## RECORD EXCERPTS
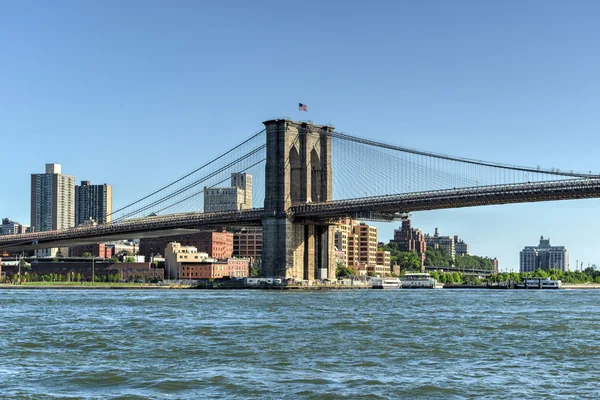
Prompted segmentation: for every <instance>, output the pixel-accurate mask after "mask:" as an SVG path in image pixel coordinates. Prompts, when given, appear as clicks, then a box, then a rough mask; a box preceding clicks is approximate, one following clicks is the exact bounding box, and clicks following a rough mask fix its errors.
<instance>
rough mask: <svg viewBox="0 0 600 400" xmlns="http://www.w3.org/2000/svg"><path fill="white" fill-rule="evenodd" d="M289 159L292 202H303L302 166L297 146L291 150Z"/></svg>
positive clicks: (288, 156) (294, 147) (290, 196)
mask: <svg viewBox="0 0 600 400" xmlns="http://www.w3.org/2000/svg"><path fill="white" fill-rule="evenodd" d="M288 158H289V162H290V200H291V201H292V202H296V201H301V200H302V196H301V187H302V166H301V165H300V155H299V154H298V150H297V149H296V146H293V147H292V148H291V149H290V153H289V156H288Z"/></svg>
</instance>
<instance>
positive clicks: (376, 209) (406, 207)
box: [289, 178, 600, 221]
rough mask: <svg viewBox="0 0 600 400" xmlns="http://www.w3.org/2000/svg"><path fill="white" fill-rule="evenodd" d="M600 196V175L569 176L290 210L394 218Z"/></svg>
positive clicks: (340, 200)
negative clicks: (531, 182)
mask: <svg viewBox="0 0 600 400" xmlns="http://www.w3.org/2000/svg"><path fill="white" fill-rule="evenodd" d="M598 197H600V179H598V178H593V179H570V180H560V181H549V182H532V183H531V182H530V183H522V184H511V185H498V186H479V187H472V188H462V189H450V190H440V191H432V192H419V193H407V194H397V195H387V196H377V197H366V198H359V199H350V200H338V201H330V202H324V203H308V204H304V205H296V206H293V207H292V208H290V210H289V213H290V215H293V217H294V218H295V219H297V220H302V219H307V220H313V221H315V220H319V219H323V220H326V219H335V218H343V217H351V216H353V215H365V216H367V215H369V213H377V214H378V215H380V216H381V215H385V214H386V213H387V214H388V215H389V217H390V218H391V217H393V216H394V215H397V214H398V213H408V212H414V211H424V210H437V209H444V208H461V207H474V206H486V205H494V204H512V203H530V202H539V201H552V200H573V199H586V198H598ZM363 218H364V217H363Z"/></svg>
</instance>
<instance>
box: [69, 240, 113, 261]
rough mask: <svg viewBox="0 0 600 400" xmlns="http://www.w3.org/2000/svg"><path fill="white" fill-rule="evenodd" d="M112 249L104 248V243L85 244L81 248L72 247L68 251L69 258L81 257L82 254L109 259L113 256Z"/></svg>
mask: <svg viewBox="0 0 600 400" xmlns="http://www.w3.org/2000/svg"><path fill="white" fill-rule="evenodd" d="M112 251H113V248H112V247H111V246H106V245H105V244H104V243H95V244H86V245H81V246H73V247H71V249H70V256H71V257H83V255H84V254H86V255H88V254H89V255H91V256H92V257H100V258H111V257H112V256H113V253H112Z"/></svg>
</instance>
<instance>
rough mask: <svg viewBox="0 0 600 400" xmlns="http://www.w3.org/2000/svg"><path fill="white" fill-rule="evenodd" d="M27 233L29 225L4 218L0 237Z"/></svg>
mask: <svg viewBox="0 0 600 400" xmlns="http://www.w3.org/2000/svg"><path fill="white" fill-rule="evenodd" d="M26 232H29V227H28V226H27V225H23V224H20V223H18V222H16V221H12V220H10V219H8V218H2V225H0V235H16V234H19V233H26Z"/></svg>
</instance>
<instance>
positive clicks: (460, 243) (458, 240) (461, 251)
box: [454, 235, 469, 256]
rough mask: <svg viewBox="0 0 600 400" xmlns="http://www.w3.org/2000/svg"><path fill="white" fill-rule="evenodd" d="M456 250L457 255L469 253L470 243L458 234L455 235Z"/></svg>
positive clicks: (464, 254) (454, 246)
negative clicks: (459, 237)
mask: <svg viewBox="0 0 600 400" xmlns="http://www.w3.org/2000/svg"><path fill="white" fill-rule="evenodd" d="M454 252H455V254H456V255H457V256H467V255H469V245H468V244H467V243H465V241H464V240H462V239H459V238H458V236H457V235H454Z"/></svg>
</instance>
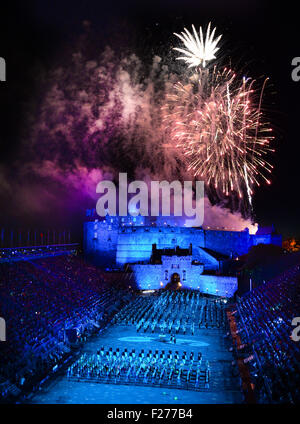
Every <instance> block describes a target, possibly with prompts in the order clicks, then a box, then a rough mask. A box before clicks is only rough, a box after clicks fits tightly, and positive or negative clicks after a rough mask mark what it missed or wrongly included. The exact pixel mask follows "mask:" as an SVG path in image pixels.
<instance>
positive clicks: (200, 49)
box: [173, 23, 222, 68]
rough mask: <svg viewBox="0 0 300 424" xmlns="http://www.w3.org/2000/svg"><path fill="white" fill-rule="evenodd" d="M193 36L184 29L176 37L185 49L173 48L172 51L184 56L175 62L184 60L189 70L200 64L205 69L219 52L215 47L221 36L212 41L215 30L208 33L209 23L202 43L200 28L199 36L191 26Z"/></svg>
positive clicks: (215, 47)
mask: <svg viewBox="0 0 300 424" xmlns="http://www.w3.org/2000/svg"><path fill="white" fill-rule="evenodd" d="M192 28H193V33H194V36H193V35H192V34H191V33H190V32H189V31H188V30H187V29H186V28H184V31H185V32H181V34H176V32H175V33H174V35H176V36H177V37H178V38H179V39H180V40H181V41H182V42H183V44H184V46H185V49H181V48H178V47H174V49H173V50H177V51H178V52H180V53H183V54H184V56H180V57H177V60H184V61H185V63H187V64H188V65H189V68H192V67H196V66H199V65H201V64H202V66H203V67H204V68H205V66H206V63H207V62H209V61H210V60H212V59H215V58H216V56H215V54H216V52H217V51H218V50H219V47H217V44H218V42H219V41H220V39H221V37H222V35H219V37H217V38H215V39H214V36H215V32H216V28H214V29H213V30H212V32H210V23H209V24H208V27H207V31H206V37H205V41H204V37H203V31H202V27H200V29H199V35H198V34H197V31H196V29H195V27H194V25H192Z"/></svg>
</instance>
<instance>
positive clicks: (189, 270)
mask: <svg viewBox="0 0 300 424" xmlns="http://www.w3.org/2000/svg"><path fill="white" fill-rule="evenodd" d="M180 265H181V266H180V267H179V268H171V267H168V265H167V263H164V264H163V265H132V266H131V268H132V270H133V272H134V276H135V280H136V283H137V285H138V287H139V288H140V289H141V290H158V289H161V288H162V287H165V286H166V284H168V283H169V282H170V281H171V278H172V274H173V273H174V272H176V273H178V274H179V275H180V282H181V284H182V287H183V288H189V289H197V290H200V291H201V292H203V293H207V294H212V295H218V296H224V297H232V296H233V294H234V292H235V291H236V290H237V288H238V283H237V278H236V277H221V276H216V275H201V274H202V272H203V267H201V266H195V265H190V266H188V264H187V263H184V261H183V262H182V263H181V264H180ZM183 271H185V279H183V276H184V273H183ZM166 273H167V274H166ZM166 275H167V278H166Z"/></svg>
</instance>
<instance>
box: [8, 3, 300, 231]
mask: <svg viewBox="0 0 300 424" xmlns="http://www.w3.org/2000/svg"><path fill="white" fill-rule="evenodd" d="M295 4H296V2H295ZM84 20H88V21H90V22H91V25H92V27H93V29H94V31H95V32H96V33H97V36H98V37H99V42H101V40H102V41H103V43H106V42H107V41H111V42H113V43H116V44H117V43H119V45H120V46H124V48H133V49H134V50H135V51H136V52H137V53H138V54H139V55H140V56H141V57H143V58H144V59H145V60H147V58H148V57H150V56H151V55H153V54H154V53H155V54H158V55H162V54H164V53H166V49H167V46H168V45H169V44H170V42H171V39H172V33H173V32H174V31H177V32H178V31H181V30H182V28H183V26H187V27H190V26H191V24H195V25H197V26H198V25H206V24H207V23H208V22H209V21H210V20H212V21H213V24H214V25H216V26H217V27H218V30H219V32H221V33H223V34H224V35H223V40H224V43H225V45H224V48H226V49H227V50H226V51H228V55H229V56H230V57H231V58H232V60H233V61H234V63H235V64H237V65H238V66H239V67H241V68H244V69H245V70H247V73H248V74H249V75H251V76H253V77H254V78H259V77H261V76H268V77H269V78H270V86H271V89H269V90H268V94H267V98H266V99H265V102H266V106H267V109H268V113H269V117H270V120H271V122H272V125H273V127H274V132H275V136H276V150H277V151H276V154H275V155H274V157H273V162H274V165H275V169H274V173H273V178H272V185H271V186H262V187H261V188H260V189H258V190H257V191H256V194H255V198H254V209H255V213H256V217H257V220H258V221H259V222H260V223H262V224H270V223H274V224H275V225H276V227H277V228H278V229H279V230H280V231H281V232H282V233H283V234H284V235H289V234H296V235H300V220H299V216H300V202H299V201H298V192H299V189H298V187H299V183H300V161H299V153H300V148H299V144H300V137H299V125H300V81H299V82H298V83H296V82H294V81H292V78H291V71H292V66H291V61H292V59H293V58H294V57H296V56H300V44H299V27H298V22H297V13H296V9H295V7H294V5H293V3H292V2H290V5H288V3H287V2H285V3H284V4H283V3H281V6H280V5H276V4H274V2H266V1H265V2H264V1H254V0H253V1H251V0H244V1H242V2H241V1H240V0H227V1H224V0H223V1H222V0H219V1H217V0H207V1H206V0H202V1H201V0H194V1H192V0H182V1H179V0H172V1H171V0H165V1H163V0H161V1H154V0H152V1H146V0H145V1H141V0H139V1H138V0H131V1H128V0H127V1H125V0H124V1H116V0H110V1H105V2H104V1H102V0H98V1H92V0H89V1H76V0H73V1H69V0H60V1H58V0H40V1H26V2H23V1H22V2H10V5H9V6H8V7H7V8H6V10H5V9H4V10H2V11H1V16H0V32H1V34H0V35H1V37H0V56H2V57H4V58H5V60H6V62H7V82H5V83H2V82H1V83H0V102H1V139H0V140H1V148H0V163H5V164H6V165H8V164H9V163H10V161H12V160H13V159H14V156H15V154H16V151H17V149H18V146H19V140H20V133H21V131H22V125H23V116H24V112H25V110H24V108H25V107H26V104H27V103H28V101H30V99H31V98H32V96H35V95H37V93H38V87H37V81H36V78H35V70H36V68H37V66H40V65H41V66H42V67H44V68H45V69H48V68H50V67H51V66H52V64H53V61H56V60H58V58H59V55H60V54H63V51H64V49H65V47H66V46H67V45H68V44H72V42H73V41H74V40H76V38H77V37H79V36H80V34H81V33H82V28H83V27H82V23H83V21H84ZM272 92H274V94H272Z"/></svg>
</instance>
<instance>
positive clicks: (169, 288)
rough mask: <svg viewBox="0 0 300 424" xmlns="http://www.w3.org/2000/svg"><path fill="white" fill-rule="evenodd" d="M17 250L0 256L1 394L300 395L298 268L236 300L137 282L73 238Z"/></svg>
mask: <svg viewBox="0 0 300 424" xmlns="http://www.w3.org/2000/svg"><path fill="white" fill-rule="evenodd" d="M13 251H14V252H15V251H16V249H15V250H12V251H10V254H8V253H7V254H6V257H5V261H2V262H1V263H0V299H1V304H0V316H1V317H3V318H4V319H5V322H6V327H7V341H6V342H1V344H0V348H1V350H0V393H1V397H0V402H3V403H11V402H12V403H15V402H21V403H74V402H78V399H80V398H83V399H84V400H85V402H91V403H126V401H128V400H130V402H131V403H132V402H134V401H135V399H136V400H137V399H139V402H141V403H149V402H150V403H151V400H152V403H155V402H159V403H172V402H170V396H171V397H172V396H173V398H172V399H174V398H175V397H176V402H177V403H184V402H185V403H244V402H247V403H286V402H288V403H298V402H299V400H300V397H299V396H300V391H299V375H300V373H299V371H300V347H299V344H298V343H296V342H295V341H293V340H292V339H291V321H292V319H293V318H294V317H295V316H297V315H298V314H299V306H300V293H299V287H300V267H299V265H296V266H293V267H292V268H290V269H288V270H286V271H285V272H284V273H282V274H280V275H279V276H277V277H276V278H274V279H272V280H270V281H266V282H265V283H264V284H262V285H260V286H259V287H257V288H255V289H254V290H252V291H251V292H248V293H246V294H244V295H243V296H241V297H239V298H236V299H235V300H234V299H228V298H225V297H221V296H212V295H208V294H206V293H201V292H200V291H199V290H188V289H184V288H182V287H181V286H180V283H178V284H177V285H176V284H175V286H174V287H171V286H170V287H169V288H168V289H167V288H163V289H160V290H139V289H138V288H137V286H136V285H135V282H134V279H133V274H132V273H130V272H129V273H127V272H121V271H120V270H119V271H118V272H107V271H104V270H101V269H99V268H97V267H95V266H94V265H91V264H88V263H87V262H86V261H85V260H84V259H83V258H82V257H81V256H80V255H79V254H78V249H77V248H76V247H75V246H72V247H71V250H70V246H69V247H66V246H62V247H61V248H59V247H55V248H54V247H52V248H51V249H50V248H49V247H47V246H43V248H42V249H36V250H35V251H34V250H32V251H31V253H30V254H29V253H28V254H27V252H25V253H24V251H23V252H22V254H21V253H20V254H12V252H13ZM16 257H18V260H16ZM95 383H97V384H95ZM102 387H105V388H106V390H105V391H103V390H102ZM119 388H121V390H122V391H121V392H120V390H119ZM126 388H128V390H130V391H128V392H126ZM161 389H163V390H164V391H163V393H166V399H165V400H164V399H162V397H161V396H162V395H161V393H162V392H161V391H160V390H161ZM66 393H67V394H66ZM105 393H106V394H105ZM107 393H109V396H110V398H109V399H108V398H107V397H105V396H108V395H107ZM120 393H121V395H120ZM126 393H127V395H126ZM130 393H131V395H130ZM132 393H134V394H135V396H134V397H133V396H132ZM120 396H121V398H120ZM126 396H127V397H126Z"/></svg>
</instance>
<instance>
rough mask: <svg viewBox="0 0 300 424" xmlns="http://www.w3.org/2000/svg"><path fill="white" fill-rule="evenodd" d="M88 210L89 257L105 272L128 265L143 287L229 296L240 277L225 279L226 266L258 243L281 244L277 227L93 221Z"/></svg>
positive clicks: (141, 288) (147, 289) (122, 220)
mask: <svg viewBox="0 0 300 424" xmlns="http://www.w3.org/2000/svg"><path fill="white" fill-rule="evenodd" d="M95 216H96V214H95V212H94V211H93V210H88V211H87V217H88V218H89V220H88V221H86V222H85V223H84V251H85V255H86V256H87V257H88V258H90V259H92V260H93V261H94V262H96V263H97V264H99V265H100V266H104V267H105V268H107V267H108V268H119V269H122V268H124V266H127V265H128V266H130V268H131V270H132V271H133V273H134V275H135V280H136V282H137V284H138V286H139V288H140V289H143V290H148V289H151V290H153V289H159V288H162V287H165V286H166V285H167V284H169V283H172V282H174V281H178V284H180V285H181V286H183V287H188V288H194V289H198V290H200V291H202V292H205V293H208V294H218V295H220V296H225V297H231V296H232V295H233V293H234V292H235V291H236V290H237V278H236V277H235V276H228V275H224V274H226V272H224V268H225V264H226V262H228V261H229V260H232V259H236V258H238V257H239V256H240V255H243V254H246V253H248V251H249V249H250V248H251V247H252V246H255V245H257V244H260V243H264V244H276V245H280V246H281V243H282V240H281V236H280V235H277V234H276V233H275V231H274V228H273V227H270V228H267V229H261V228H259V229H258V231H257V233H256V234H254V235H253V234H249V230H248V229H247V228H246V229H245V230H244V231H228V230H212V229H204V228H202V227H200V228H191V227H184V226H181V225H177V224H176V221H175V220H174V217H173V219H172V217H171V218H164V217H158V218H156V219H155V221H153V220H152V221H151V219H149V218H147V217H144V216H136V217H132V216H127V217H118V216H116V217H112V216H108V215H107V216H106V217H105V218H103V219H102V220H99V219H97V218H95Z"/></svg>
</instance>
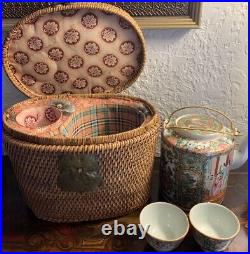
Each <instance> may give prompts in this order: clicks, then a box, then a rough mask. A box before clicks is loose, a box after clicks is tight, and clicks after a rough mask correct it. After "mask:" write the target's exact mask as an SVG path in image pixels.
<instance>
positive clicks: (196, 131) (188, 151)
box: [160, 106, 248, 210]
mask: <svg viewBox="0 0 250 254" xmlns="http://www.w3.org/2000/svg"><path fill="white" fill-rule="evenodd" d="M187 109H189V110H190V109H192V110H193V111H194V110H196V109H203V110H209V111H211V112H213V113H217V114H219V115H220V116H222V117H224V119H225V120H227V121H228V122H229V123H230V125H229V126H226V125H225V124H223V122H221V121H220V120H218V118H215V117H214V116H212V115H211V114H204V113H203V114H201V113H191V114H190V113H189V114H183V115H181V116H179V117H174V115H176V113H177V112H179V111H182V110H187ZM240 135H241V134H240V133H239V132H238V130H237V129H236V128H235V127H234V124H233V122H232V120H231V119H230V118H229V117H228V116H226V115H225V114H224V113H222V112H220V111H219V110H216V109H211V108H209V107H205V106H189V107H184V108H180V109H177V110H176V111H174V112H173V113H172V114H171V115H170V116H169V118H168V119H167V120H166V121H165V122H164V130H163V133H162V146H161V147H162V149H161V150H162V151H161V167H160V175H161V177H160V179H161V180H160V181H161V183H160V186H161V187H160V195H161V198H162V199H163V200H164V201H167V202H171V203H174V204H176V205H178V206H180V207H182V208H183V209H185V210H189V209H190V208H191V207H192V206H194V205H195V204H197V203H200V202H207V201H209V202H215V203H221V202H222V201H223V198H224V195H225V191H226V187H227V180H228V175H229V170H230V169H235V168H238V167H240V166H242V165H243V164H244V163H245V161H246V160H247V158H248V142H247V137H244V138H243V139H242V142H241V143H240V144H239V145H237V144H236V137H238V136H240Z"/></svg>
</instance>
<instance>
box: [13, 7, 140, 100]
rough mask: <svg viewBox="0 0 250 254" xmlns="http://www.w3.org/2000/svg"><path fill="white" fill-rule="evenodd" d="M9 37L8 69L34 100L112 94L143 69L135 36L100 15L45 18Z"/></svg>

## TASK OBJECTIVE
Repeat the listing above exactly from its first line to the line containing "159L292 202H303L302 166L297", both included, and omit the pictures.

## RESULT BELOW
Prompted segmentation: for every <instance>, output the pixel-accurate mask after "mask:" as an SVG path in image pixel coordinates. Prompts, when given, appear as clicks, then a box, then a rough mask; a box preceding clicks is approximate, one following clicks is the exact bounding box, and clicks following a rough mask fix its errors.
<instance>
rough mask: <svg viewBox="0 0 600 400" xmlns="http://www.w3.org/2000/svg"><path fill="white" fill-rule="evenodd" d="M289 159L292 202H303L302 166L297 146L291 150Z"/></svg>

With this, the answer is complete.